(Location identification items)
* * * * *
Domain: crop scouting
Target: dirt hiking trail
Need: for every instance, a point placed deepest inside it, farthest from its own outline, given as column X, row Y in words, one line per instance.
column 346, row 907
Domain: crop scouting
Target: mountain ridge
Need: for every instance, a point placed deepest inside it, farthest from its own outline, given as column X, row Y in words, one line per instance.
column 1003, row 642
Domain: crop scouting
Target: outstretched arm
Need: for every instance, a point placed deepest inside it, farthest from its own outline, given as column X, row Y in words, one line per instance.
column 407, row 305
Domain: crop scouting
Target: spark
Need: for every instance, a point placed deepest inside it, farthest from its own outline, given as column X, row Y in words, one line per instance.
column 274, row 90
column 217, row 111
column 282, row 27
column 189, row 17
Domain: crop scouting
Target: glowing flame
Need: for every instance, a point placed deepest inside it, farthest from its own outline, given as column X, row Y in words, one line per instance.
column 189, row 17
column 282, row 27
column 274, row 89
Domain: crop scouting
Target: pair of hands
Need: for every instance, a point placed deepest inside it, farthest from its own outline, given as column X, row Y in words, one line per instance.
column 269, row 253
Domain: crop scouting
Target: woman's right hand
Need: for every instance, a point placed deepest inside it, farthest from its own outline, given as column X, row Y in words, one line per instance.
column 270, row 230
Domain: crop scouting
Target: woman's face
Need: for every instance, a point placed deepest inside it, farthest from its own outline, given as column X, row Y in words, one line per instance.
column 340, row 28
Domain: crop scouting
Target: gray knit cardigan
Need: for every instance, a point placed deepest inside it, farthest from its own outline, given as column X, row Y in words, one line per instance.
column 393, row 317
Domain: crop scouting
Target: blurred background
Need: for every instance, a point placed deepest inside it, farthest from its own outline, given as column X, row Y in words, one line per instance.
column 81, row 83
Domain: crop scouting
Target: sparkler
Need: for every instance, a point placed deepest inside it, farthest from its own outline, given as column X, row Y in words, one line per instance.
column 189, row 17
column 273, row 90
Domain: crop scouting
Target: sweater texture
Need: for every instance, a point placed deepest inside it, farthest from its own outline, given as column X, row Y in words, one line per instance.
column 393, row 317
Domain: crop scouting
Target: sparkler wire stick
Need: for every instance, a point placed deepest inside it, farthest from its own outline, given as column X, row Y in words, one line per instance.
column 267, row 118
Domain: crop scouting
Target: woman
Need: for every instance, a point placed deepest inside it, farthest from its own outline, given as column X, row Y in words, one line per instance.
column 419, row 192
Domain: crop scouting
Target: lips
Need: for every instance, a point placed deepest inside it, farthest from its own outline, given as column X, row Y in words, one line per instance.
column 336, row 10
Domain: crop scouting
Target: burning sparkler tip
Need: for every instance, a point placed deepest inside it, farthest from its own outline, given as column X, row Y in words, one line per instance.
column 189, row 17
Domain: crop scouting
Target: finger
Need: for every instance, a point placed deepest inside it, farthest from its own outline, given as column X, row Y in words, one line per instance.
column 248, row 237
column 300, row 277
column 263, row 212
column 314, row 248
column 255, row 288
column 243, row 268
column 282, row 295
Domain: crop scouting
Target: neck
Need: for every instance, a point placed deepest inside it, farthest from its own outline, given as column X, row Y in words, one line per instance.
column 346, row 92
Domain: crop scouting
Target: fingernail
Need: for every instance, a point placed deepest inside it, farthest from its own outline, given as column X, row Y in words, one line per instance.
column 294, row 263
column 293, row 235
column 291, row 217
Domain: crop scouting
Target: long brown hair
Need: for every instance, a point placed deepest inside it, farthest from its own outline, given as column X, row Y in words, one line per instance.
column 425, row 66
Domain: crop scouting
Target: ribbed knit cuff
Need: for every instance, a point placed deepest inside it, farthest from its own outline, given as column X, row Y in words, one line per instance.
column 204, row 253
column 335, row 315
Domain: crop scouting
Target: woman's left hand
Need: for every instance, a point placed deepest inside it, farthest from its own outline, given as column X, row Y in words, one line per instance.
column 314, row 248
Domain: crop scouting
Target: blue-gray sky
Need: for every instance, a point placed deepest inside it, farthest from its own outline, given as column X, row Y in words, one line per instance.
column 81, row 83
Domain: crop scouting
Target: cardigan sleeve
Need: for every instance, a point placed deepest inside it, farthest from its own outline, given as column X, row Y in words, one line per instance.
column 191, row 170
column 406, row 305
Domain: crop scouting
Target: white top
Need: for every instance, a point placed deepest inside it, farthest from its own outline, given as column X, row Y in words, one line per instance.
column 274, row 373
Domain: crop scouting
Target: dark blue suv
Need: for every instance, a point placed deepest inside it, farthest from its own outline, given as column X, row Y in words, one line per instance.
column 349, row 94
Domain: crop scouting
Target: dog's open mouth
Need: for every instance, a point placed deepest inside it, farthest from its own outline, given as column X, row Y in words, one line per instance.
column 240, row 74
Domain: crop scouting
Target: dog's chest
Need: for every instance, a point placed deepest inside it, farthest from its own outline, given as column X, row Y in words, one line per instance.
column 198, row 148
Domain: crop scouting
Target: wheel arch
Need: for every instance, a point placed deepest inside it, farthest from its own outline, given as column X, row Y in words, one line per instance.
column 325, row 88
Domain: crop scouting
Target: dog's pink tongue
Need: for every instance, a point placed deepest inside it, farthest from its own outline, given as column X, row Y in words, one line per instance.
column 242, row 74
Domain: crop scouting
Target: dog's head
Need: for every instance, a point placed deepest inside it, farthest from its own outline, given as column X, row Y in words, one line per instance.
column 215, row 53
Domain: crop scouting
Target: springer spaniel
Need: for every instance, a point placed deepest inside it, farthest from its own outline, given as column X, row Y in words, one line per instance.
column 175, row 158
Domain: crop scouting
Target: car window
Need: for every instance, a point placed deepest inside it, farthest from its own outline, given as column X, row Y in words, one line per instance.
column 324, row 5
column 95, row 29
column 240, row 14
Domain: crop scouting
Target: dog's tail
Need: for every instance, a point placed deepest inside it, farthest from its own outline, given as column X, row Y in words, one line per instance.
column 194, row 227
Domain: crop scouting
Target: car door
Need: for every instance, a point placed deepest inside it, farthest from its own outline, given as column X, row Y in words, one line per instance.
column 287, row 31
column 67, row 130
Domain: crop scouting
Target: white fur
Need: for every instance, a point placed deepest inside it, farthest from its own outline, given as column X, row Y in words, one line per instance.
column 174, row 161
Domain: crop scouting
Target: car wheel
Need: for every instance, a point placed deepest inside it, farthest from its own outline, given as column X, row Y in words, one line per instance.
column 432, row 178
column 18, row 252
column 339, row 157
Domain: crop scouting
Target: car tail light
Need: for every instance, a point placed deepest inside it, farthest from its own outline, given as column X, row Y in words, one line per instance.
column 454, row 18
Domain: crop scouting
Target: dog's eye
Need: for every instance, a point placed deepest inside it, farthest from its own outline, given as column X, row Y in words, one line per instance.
* * * * *
* WHAT IS REQUIRED
Retype the listing above in full, with no alterations.

* ANSWER TO THIS TASK
Domain: crop scouting
Target: dirt hiking trail
Need: for every instance, a point placed deepest inside it, farthest from its own outline, given as column X, row Y in words, one line per instance.
column 346, row 907
Domain: crop scouting
Target: mountain ridge
Need: for every instance, a point placed deepest inside it, farthest from its own outline, given as column X, row Y in words, one line per instance.
column 1003, row 642
Domain: crop scouting
Target: outstretched arm
Need: for every instance, a point placed deepest inside it, farthest from its own outline, given as column X, row Y in words, one line per instance.
column 407, row 305
Domain: crop scouting
Target: spark
Need: for every instance, a point placed deepest inside it, farthest from its own outline, given as column X, row Y in words, one line per instance.
column 274, row 90
column 217, row 111
column 282, row 27
column 189, row 17
Domain: crop scouting
Target: glowing flame
Need: for every instance, a point placed deepest inside it, farthest from its own outline, given as column X, row Y in words, one line per instance.
column 189, row 17
column 282, row 27
column 274, row 89
Domain: crop scouting
Target: pair of hands
Need: for every instance, a point placed deepest inside it, farthest from its own outline, given as column X, row Y in words, one line per instance.
column 269, row 253
Domain: crop scouting
Target: woman's right hand
Need: for every instance, a point placed deepest inside it, farthest from its own outline, given as column X, row Y in words, one line per instance.
column 270, row 230
Domain: crop scouting
Target: woman's face
Need: for every instance, a point placed deepest inside it, farthest from its own outline, given as column X, row Y in words, one line per instance.
column 340, row 28
Domain: crop scouting
Target: gray knit cardigan
Need: for every instance, a point placed deepest inside it, farthest from its own outline, given as column X, row Y in words, one line per instance.
column 393, row 317
Domain: crop scouting
Target: blurred background
Need: for every instance, a point placed deepest inside it, farthest from its own outline, given as column X, row Y in words, one line per instance.
column 81, row 83
Domain: crop scouting
Target: sparkler
Need: for every instance, a point placed deepest inside it, farthest from its own outline, given as column X, row Y in words, one line per instance.
column 189, row 17
column 273, row 90
Domain: crop scouting
Target: sweater texture
Need: for every instance, a point placed deepest inside it, farthest from its own outline, given as column X, row Y in words, one line per instance.
column 393, row 317
Domain: crop scouting
Target: sparkler wire stick
Need: for every instance, a point placed deepest inside it, farthest from its own outline, given as column X, row Y in words, one line per instance.
column 267, row 118
Domain: crop scouting
Target: woman
Need: for every instance, a point placed deepest inside it, farthest from its own outline, given as column X, row Y in words, one line per instance.
column 419, row 192
Domain: crop scouting
Target: lips
Need: for every instance, a point placed deepest inside it, farthest from its own outline, given as column X, row Y in words, one line per instance.
column 336, row 10
Domain: crop scouting
Target: burning sparkler tip
Need: for every instance, a point placed deepest inside it, farthest from its own outline, given as column X, row Y in words, one line per instance.
column 189, row 17
Domain: crop scouting
Target: finger
Need: for every instance, a point placed deepest inside it, farthest from its own outline, given as column X, row Y in words, one line per instance.
column 248, row 237
column 300, row 277
column 263, row 212
column 314, row 248
column 255, row 288
column 243, row 268
column 282, row 295
Domain: crop scouting
Target: neck
Need: for every instance, a point placed deepest inside it, farthest from its own outline, given as column X, row Y in words, one line per instance.
column 346, row 92
Domain: crop scouting
Target: fingernail
Need: for every instance, a point placed deepest inside it, farthest from its own outline, given as column X, row Y in words, one line per instance.
column 294, row 263
column 293, row 235
column 291, row 217
Domain: crop scouting
Target: long brown hair
Need: for every instance, a point placed deepest inside it, farthest from its own outline, given as column X, row Y in words, one line per instance.
column 425, row 66
Domain: crop scouting
Target: ribbed knit cuff
Need: for every instance, a point placed deepest inside it, farthest from its own outline, given as column X, row Y in words, one line per instance.
column 204, row 253
column 335, row 315
Domain: crop scouting
Target: woman's left hand
Need: for every instance, a point placed deepest inside it, farthest from its own outline, given as column X, row Y in words, one line per instance.
column 314, row 248
Domain: crop scouting
Target: blue-gray sky
Need: for every instance, a point placed deepest inside it, farthest from its own outline, given as column X, row Y in words, one line per instance.
column 81, row 83
Domain: crop scouting
Target: cardigan sleeve
Need: for every instance, a point placed deepest inside it, farthest from its own outline, given as column X, row Y in words, one line per instance.
column 191, row 170
column 406, row 305
Domain: crop scouting
Target: white top
Need: for every instance, a point placed deepest inside it, farthest from its own outline, given as column X, row Y in words, one line per instance.
column 274, row 373
Domain: crop scouting
Target: dark blue suv
Need: for every instance, a point placed deepest inside it, farthest from its own outline, given as column X, row Y in words, one line per instance.
column 349, row 94
Domain: crop scouting
Target: dog's open mouth
Need: for every instance, a point placed deepest inside it, farthest from its own outline, given as column X, row Y in words, one line per instance.
column 240, row 74
Domain: crop scouting
Target: dog's chest
Need: for every instance, a point placed deepest inside it, farthest from its own outline, given as column X, row Y in words, one line per instance.
column 198, row 148
Domain: crop scouting
Target: wheel arch
Need: for every instance, a point placed deepest inside it, farthest from its own outline, given as column X, row Y in words, one line per instance.
column 325, row 88
Domain: crop scouting
Target: dog's pink tongue
Need: for every instance, a point placed deepest inside it, farthest from its own outline, given as column X, row Y in words, one line per instance.
column 242, row 74
Domain: crop scouting
Target: dog's head
Need: for every instance, a point placed deepest inside it, farthest from its own outline, given as column X, row Y in words, one line per instance.
column 215, row 53
Domain: crop scouting
Target: springer spaniel
Need: for every instance, a point placed deepest inside it, farthest from its own outline, given as column X, row Y in words, one line per instance.
column 175, row 158
Domain: crop scouting
Target: car window
Need: for every instance, a point placed deepest inside it, farthest from its own outline, given as column X, row Y in words, one line per instance.
column 324, row 5
column 95, row 29
column 240, row 14
Domain: crop scouting
Target: dog's tail
Need: for every instance, a point placed deepest inside it, farthest from its own outline, given as column X, row Y in words, one line per instance.
column 194, row 227
Domain: crop scouting
Target: car door
Need: for every instance, a point placed deepest inside it, farthest from its own outline, given as column X, row Y in words, one line per instance.
column 287, row 31
column 67, row 130
Domain: crop scouting
Target: white fur
Need: for every instance, a point placed deepest inside it, farthest from its own outline, given as column X, row Y in words, one line per instance.
column 174, row 161
Domain: crop scouting
Target: car wheel
Need: for every instance, a point placed deepest inside it, farthest from its own outline, given as column X, row Y in words, one line per instance.
column 432, row 178
column 18, row 252
column 339, row 157
Domain: crop scouting
Target: car tail light
Need: for every instance, a point placed deepest inside it, farthest from its own outline, given as column X, row Y in words, one line per instance.
column 454, row 18
Domain: crop scouting
Target: dog's eye
Need: for every instance, a point placed deepest inside it, farthest from its own outline, given as column X, row Y in words, one line per instance.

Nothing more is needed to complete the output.